## PREGUNTAS POR RESPONDER
a) Reescribe de forma más breve el párrafo del texto proporcionado que empieza con «Después vinieron los psicólogos». Conserva sus datos principales.
b) Según el texto proporcionado, ¿cuántas pastillas al día le recetaron?
c) Prolonga el texto proporcionado, el relato personal sobre la terapia y la medicación, a partir de su última oración.

El peso de una historia que callé desde niña, una confesión que apenas pude pronunciar a los quince años antes de enterrarla bajo miedo y vergüenza. Pero los secretos pesan, y con el tiempo se pudren por dentro. A mis veinte y tantos, ese pasado empezó a gritar con voces que no eran mías.
Hasta que un día, no pude más.
Le grité a mi madre lo que llevaba años guardando. No fue una conversación: fue una explosión. Palabras afiladas, lágrimas viejas, rabia contenida. Un volcán que había dormido demasiado. Y aunque me duele la forma, sé que ese grito fue el principio de una herida que, por fin, empezó a respirar.
Después vinieron los psicólogos. Las citas. Las horas intentando explicar lo que ni yo entendía. Había días en que salía creyendo que tal vez podría mejorar, y otros en que todo era igual o peor. Fui a la psicóloga de la universidad, luego a médicos. Me recetaron medicación. Ocho pastillas diarias.
Creí que esa rutina era esperanza. Que bastaba con tragar la tristeza y dormirla con químicos. Pero pronto me convertí en una sombra: mi cuerpo caminaba, respondía, sonreía, pero yo no estaba allí.
Ningún psicólogo lo notó.
Ninguno vio que cada vez que me sentaba frente a ellos, me sentaba también frente al pasado.
Me pedían que hablara. Que recordara. Que pusiera en palabras lo que me habían hecho.
Me decían que era necesario para sanar, que había que “procesarlo”.
Pero yo sentía otra cosa:
Que, en lugar de curar, me estaban arrancando la costra una y otra vez.

## MATERIAL PROPORCIONADO

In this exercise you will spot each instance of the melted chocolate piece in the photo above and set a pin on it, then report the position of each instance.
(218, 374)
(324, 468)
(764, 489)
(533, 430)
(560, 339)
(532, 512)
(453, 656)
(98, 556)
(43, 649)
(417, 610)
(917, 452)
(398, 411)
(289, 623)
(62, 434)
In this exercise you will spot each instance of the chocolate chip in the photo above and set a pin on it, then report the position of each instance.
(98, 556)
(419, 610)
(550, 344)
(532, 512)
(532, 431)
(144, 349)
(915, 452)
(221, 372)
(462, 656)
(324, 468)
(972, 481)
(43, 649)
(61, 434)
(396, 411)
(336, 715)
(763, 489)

...

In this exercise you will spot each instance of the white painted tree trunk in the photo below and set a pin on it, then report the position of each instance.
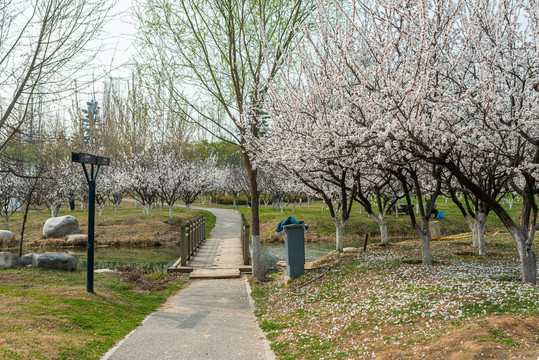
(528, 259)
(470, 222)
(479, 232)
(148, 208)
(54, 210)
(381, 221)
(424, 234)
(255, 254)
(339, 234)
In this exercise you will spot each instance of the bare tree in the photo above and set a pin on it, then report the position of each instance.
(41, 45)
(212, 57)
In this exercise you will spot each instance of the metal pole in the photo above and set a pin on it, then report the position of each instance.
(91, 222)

* * *

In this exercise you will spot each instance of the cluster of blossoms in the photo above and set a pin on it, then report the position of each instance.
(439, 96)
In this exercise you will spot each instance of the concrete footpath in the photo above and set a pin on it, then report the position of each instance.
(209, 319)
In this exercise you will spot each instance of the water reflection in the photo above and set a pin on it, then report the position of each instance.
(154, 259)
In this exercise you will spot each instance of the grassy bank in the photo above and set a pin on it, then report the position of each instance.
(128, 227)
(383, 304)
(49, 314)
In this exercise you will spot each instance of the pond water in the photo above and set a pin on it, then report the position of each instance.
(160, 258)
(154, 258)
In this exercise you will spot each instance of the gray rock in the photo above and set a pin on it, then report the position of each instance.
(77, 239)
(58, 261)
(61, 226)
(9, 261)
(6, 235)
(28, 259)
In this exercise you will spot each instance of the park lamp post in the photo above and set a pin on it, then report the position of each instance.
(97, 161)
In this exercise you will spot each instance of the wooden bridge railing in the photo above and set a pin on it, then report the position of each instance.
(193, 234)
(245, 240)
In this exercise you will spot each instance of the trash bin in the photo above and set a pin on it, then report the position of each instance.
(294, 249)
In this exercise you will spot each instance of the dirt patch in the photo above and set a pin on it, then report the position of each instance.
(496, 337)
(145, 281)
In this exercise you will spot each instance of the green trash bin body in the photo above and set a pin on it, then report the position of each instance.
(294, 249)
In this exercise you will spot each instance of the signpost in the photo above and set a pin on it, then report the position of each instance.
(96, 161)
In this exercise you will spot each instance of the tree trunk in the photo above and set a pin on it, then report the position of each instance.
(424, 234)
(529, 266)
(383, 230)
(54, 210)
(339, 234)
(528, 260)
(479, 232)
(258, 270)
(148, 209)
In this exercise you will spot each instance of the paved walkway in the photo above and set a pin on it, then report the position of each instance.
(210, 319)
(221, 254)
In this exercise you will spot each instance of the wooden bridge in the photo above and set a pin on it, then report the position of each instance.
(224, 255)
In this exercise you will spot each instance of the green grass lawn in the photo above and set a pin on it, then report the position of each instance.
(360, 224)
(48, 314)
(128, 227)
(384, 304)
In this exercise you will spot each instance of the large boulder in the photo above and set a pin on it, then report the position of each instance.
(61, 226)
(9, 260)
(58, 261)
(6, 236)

## RESPUESTAS NUMERADAS
a) Después llegaron los psicólogos y las citas, con horas intentando explicar lo que ni yo entendía. Algunos días salía creyendo que podría mejorar; otros, todo seguía igual o peor. Acudí a la psicóloga de la universidad y luego a médicos, que me recetaron ocho pastillas diarias.

b) Ocho pastillas diarias.

c)
Dos veces por semana, mi cuerpo volvía al mismo cuarto, al mismo olor, al mismo miedo.
Mis manos temblaban igual.
Mi garganta se cerraba igual.
Era como morir en vivo.
Me veía desde fuera: una chica hablando con voz calma, contando cosas horribles como si fueran un informe policial. Pero por dentro, mi niña interior gritaba, lloraba, suplicaba que parara.
Ellos tomaban notas, asentían, preguntaban más.
Yo respondía, porque creía que eso era sanar.
Los días se hicieron pesados. Las noches eternas.
Mi mente era un eco que no paraba de repetir que no servía, que no valía, que no tenía sentido seguir.
Pedí ayuda. Una y otra vez. Pero a veces el dolor no se explica: solo se siente, y en su lenguaje todo parece imposible.
Recuerdo el día en que toqué fondo.
No fue un instante concreto: fue una suma de pequeñas derrotas, de días idénticos, de vacíos acumulados. Un día simplemente algo se quebró. No supe cómo contener la marea. Solo recuerdo la mirada de mi hermana. Su miedo. Y después, el silencio.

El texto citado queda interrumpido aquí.